SET EXERCISE – Set down, without alteration, the lines from the one that contains "concrete wall accordingly in the photo above." through the final line of the material below.

## start LISTING

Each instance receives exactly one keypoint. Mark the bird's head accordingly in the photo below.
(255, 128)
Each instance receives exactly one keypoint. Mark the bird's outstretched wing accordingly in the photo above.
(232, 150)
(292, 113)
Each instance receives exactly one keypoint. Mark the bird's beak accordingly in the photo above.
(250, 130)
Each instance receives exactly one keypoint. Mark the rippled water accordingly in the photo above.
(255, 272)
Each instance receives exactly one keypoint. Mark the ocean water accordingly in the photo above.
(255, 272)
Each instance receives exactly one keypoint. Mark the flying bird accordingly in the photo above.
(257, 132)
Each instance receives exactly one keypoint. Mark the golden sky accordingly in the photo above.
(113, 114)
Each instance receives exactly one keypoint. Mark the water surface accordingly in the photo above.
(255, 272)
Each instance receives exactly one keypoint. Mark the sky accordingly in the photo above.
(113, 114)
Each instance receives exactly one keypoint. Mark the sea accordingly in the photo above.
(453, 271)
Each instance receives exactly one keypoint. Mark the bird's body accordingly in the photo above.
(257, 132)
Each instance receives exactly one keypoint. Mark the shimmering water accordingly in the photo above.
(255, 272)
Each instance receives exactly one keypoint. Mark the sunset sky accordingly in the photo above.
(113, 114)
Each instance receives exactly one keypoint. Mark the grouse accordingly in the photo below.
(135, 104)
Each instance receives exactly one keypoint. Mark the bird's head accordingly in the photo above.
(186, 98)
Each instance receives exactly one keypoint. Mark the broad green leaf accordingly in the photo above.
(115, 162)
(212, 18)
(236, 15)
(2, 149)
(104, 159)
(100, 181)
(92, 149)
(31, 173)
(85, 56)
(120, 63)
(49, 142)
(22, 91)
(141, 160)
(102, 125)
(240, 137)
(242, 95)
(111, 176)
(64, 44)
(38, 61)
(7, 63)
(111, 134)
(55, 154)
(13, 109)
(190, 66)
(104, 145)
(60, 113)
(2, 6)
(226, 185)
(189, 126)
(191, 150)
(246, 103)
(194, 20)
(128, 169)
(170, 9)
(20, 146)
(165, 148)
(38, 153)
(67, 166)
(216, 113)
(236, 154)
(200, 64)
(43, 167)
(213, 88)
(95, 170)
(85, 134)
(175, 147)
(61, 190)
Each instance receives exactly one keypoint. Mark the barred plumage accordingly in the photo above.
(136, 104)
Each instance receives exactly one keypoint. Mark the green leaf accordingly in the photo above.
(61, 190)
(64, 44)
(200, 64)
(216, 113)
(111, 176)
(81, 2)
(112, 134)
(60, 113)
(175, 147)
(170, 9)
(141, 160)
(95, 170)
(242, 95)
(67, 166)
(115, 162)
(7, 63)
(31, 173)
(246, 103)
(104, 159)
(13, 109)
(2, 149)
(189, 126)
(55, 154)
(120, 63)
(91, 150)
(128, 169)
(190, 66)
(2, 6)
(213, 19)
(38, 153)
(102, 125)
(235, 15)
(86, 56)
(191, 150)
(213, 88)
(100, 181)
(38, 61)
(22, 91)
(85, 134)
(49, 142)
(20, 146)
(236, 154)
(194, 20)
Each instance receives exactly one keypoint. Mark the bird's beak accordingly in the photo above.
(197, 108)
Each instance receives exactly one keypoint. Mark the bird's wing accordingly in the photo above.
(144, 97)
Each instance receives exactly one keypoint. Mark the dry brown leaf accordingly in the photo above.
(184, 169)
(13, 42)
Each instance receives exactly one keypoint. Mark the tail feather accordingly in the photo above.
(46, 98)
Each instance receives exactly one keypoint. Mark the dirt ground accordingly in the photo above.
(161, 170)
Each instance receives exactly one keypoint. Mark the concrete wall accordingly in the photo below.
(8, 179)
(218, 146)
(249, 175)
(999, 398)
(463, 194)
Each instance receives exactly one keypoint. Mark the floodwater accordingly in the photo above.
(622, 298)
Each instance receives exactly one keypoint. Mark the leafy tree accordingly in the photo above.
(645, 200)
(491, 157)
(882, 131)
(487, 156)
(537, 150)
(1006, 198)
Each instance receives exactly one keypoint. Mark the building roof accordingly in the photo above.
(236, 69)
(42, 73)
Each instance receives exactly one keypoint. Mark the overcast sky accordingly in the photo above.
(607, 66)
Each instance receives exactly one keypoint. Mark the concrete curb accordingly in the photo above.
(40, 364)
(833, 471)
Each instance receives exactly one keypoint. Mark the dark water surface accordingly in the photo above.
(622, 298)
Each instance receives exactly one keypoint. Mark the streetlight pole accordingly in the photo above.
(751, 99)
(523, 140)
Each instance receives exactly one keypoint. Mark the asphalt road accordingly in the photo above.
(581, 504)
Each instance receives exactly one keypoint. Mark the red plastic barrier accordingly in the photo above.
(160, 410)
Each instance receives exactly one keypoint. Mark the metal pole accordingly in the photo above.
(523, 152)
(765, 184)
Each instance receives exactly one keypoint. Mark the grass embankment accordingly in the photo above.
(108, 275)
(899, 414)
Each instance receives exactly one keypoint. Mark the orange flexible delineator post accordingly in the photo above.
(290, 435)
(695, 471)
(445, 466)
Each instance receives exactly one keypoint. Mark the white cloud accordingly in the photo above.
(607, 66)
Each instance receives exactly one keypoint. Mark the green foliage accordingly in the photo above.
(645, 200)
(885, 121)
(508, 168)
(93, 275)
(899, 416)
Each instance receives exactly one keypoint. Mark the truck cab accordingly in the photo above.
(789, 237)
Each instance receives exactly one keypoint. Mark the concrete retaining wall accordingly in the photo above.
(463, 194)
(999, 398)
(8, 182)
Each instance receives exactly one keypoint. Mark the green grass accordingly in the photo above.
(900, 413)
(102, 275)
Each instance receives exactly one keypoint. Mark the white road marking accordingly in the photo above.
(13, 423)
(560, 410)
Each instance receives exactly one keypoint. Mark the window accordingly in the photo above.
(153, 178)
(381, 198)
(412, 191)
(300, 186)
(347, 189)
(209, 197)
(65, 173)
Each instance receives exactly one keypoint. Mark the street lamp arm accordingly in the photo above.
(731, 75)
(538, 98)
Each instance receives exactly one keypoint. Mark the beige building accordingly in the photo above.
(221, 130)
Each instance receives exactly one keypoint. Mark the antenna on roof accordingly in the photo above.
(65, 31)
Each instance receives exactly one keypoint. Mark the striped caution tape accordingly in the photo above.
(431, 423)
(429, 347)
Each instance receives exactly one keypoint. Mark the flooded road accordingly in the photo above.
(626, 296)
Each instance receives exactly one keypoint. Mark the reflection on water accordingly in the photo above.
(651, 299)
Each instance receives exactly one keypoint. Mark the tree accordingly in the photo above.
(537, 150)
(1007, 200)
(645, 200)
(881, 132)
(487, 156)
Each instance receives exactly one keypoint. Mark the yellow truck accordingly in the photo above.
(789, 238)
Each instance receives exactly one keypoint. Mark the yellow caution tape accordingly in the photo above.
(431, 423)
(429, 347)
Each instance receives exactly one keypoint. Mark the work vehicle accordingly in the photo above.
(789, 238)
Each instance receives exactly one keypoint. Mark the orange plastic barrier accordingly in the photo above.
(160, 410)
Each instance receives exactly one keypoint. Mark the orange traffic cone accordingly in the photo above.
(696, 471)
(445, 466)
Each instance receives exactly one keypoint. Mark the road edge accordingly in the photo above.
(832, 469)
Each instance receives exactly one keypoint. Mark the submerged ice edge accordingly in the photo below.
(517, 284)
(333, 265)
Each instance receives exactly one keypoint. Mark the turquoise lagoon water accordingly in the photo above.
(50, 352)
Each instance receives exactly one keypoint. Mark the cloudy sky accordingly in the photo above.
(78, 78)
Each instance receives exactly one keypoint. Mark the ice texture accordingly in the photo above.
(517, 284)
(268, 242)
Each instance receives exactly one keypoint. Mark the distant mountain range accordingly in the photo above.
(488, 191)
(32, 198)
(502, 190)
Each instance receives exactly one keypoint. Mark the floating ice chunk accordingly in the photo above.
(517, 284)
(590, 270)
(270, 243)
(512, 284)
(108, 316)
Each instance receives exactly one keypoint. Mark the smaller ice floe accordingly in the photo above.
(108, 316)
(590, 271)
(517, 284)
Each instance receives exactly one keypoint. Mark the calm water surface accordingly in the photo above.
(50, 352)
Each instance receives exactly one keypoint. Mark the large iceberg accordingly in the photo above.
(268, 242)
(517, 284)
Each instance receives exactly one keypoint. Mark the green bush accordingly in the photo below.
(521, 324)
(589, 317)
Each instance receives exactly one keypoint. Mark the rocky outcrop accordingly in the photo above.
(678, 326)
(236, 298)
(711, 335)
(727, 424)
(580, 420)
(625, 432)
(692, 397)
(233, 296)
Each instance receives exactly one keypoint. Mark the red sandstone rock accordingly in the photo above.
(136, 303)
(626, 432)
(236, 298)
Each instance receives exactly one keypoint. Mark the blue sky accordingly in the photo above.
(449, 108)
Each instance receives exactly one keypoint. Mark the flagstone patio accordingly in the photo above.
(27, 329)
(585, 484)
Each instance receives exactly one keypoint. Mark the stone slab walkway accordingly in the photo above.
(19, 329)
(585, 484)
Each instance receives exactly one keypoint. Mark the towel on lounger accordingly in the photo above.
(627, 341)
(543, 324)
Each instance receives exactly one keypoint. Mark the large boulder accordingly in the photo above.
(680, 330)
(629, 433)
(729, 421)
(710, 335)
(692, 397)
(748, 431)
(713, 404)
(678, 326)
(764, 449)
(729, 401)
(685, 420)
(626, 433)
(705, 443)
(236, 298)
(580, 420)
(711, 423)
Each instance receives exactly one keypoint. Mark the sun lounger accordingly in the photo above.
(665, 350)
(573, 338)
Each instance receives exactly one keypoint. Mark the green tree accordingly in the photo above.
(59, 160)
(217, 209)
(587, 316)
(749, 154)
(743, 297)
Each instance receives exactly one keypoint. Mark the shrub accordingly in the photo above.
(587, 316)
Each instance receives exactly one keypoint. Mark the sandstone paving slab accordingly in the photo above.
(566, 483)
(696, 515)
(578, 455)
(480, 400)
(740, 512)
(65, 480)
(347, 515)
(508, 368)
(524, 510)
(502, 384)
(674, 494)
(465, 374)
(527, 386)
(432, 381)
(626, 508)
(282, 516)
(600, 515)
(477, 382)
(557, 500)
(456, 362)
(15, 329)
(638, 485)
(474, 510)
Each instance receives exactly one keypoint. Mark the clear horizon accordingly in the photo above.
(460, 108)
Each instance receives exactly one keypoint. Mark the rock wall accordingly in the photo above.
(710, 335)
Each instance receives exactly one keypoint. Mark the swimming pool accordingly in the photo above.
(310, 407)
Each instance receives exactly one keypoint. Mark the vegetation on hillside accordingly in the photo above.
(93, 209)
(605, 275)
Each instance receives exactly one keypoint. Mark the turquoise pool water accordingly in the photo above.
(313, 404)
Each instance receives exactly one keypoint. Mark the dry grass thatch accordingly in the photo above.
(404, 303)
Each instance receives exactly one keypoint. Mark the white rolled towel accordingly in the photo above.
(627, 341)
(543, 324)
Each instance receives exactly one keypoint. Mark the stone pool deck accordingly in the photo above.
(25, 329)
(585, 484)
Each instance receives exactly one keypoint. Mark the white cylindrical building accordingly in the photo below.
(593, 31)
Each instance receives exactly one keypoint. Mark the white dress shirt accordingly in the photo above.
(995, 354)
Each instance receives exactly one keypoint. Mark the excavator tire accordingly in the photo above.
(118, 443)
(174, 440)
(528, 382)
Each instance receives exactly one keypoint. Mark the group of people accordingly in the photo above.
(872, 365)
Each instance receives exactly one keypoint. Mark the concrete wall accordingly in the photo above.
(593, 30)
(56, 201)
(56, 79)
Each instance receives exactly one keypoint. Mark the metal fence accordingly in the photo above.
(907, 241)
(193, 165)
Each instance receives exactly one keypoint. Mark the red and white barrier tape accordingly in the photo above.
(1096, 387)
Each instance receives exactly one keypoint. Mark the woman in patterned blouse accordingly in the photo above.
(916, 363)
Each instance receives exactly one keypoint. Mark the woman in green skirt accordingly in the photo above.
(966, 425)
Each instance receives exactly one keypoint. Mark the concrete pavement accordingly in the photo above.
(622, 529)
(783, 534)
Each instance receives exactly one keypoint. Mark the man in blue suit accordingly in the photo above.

## end LISTING

RESULT –
Each instance receives exactly one keypoint. Mark the concrete wall accordingly in the photo above.
(593, 30)
(56, 201)
(56, 79)
Each instance receives exactly one keypoint. Mark the metal fence accordingly in the photo above.
(907, 241)
(193, 165)
Each instance receives exactly one keypoint. Mark the red and white barrier tape accordingly in the photo above.
(1096, 387)
Each instance receives exactly one keypoint. Mark the woman in patterned blouse accordingly in the photo above.
(916, 363)
Each instance receives exactly one keypoint. Mark the woman in green skirt accordingly in the photo above.
(966, 425)
Each instance receives exactly one keypoint. Mark the concrete pavement accordingly in the photo above.
(622, 529)
(783, 534)
Each instance receives exactly one keypoint. Mark the man in blue suit accordingly in the photo above.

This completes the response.